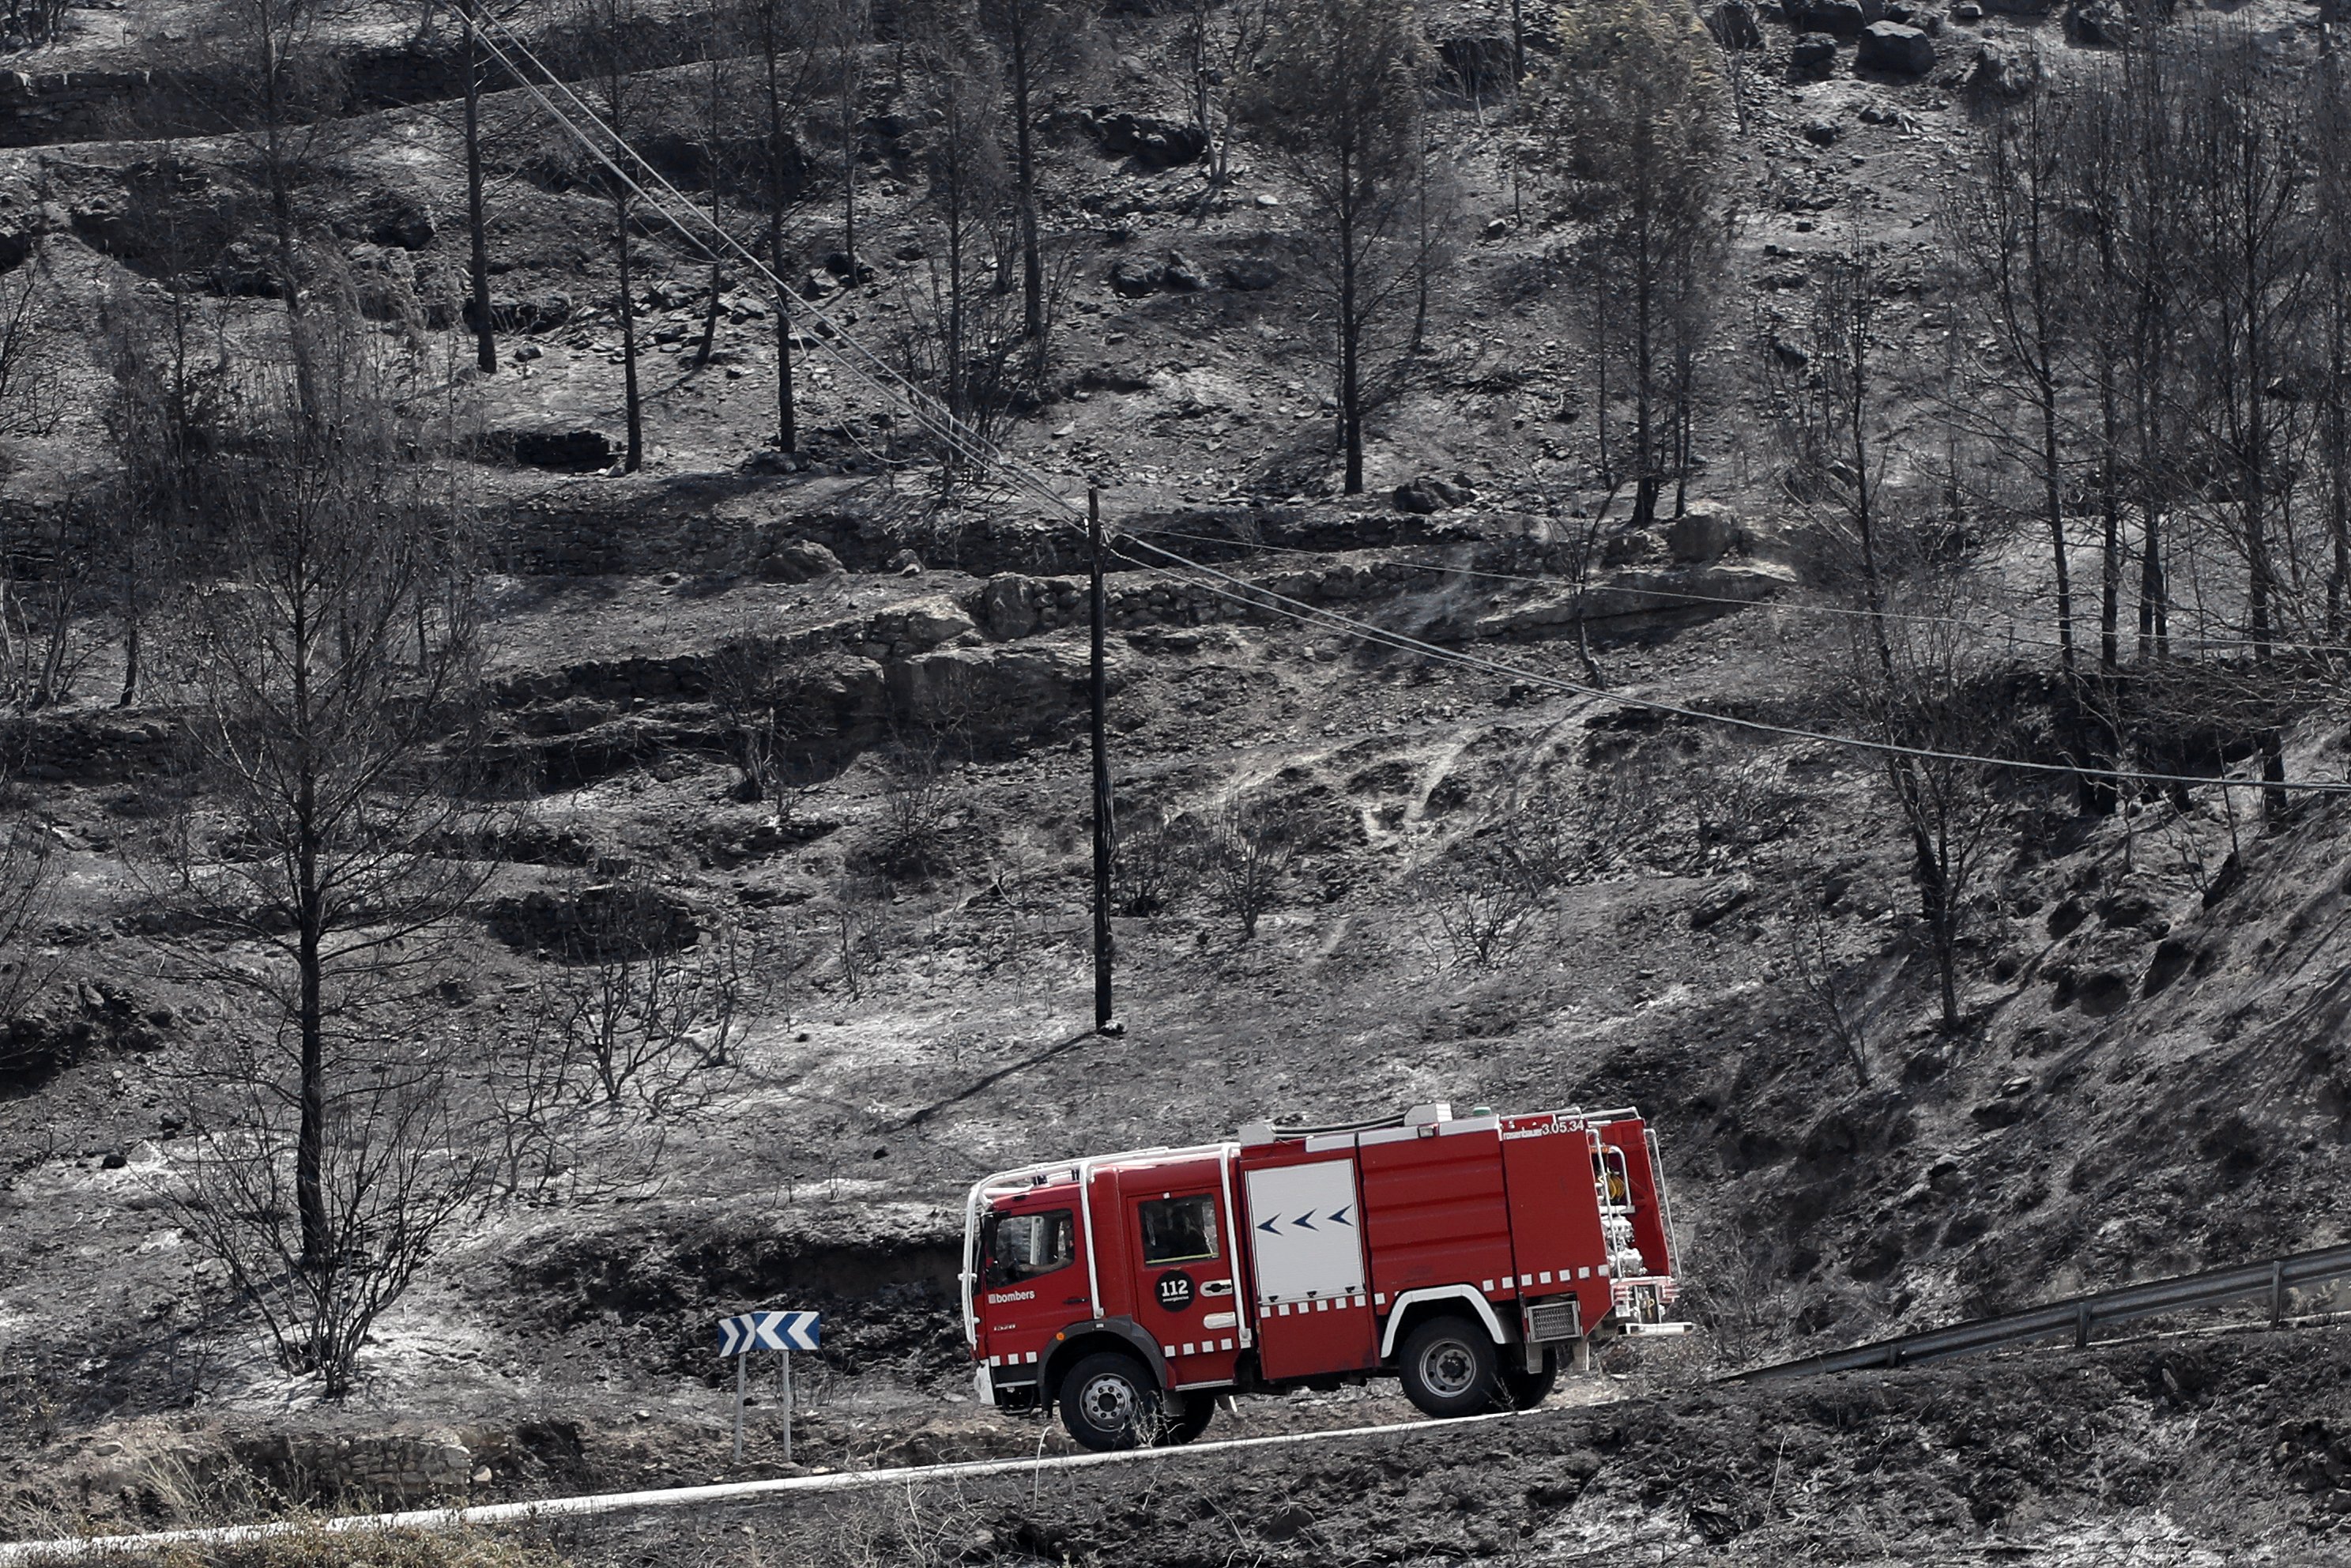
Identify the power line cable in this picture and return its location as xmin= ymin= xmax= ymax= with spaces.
xmin=469 ymin=17 xmax=2348 ymax=797
xmin=1118 ymin=522 xmax=2351 ymax=660
xmin=468 ymin=12 xmax=1091 ymax=514
xmin=1110 ymin=534 xmax=2351 ymax=797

* **Action item**:
Your answer must be a verbatim copy of the entries above, with no images included.

* **Answer to this problem**:
Identify the power line cable in this picture and return its location as xmin= ymin= xmax= ymax= with spaces.
xmin=469 ymin=17 xmax=2348 ymax=797
xmin=1118 ymin=522 xmax=2351 ymax=660
xmin=468 ymin=12 xmax=1091 ymax=514
xmin=1110 ymin=534 xmax=2351 ymax=797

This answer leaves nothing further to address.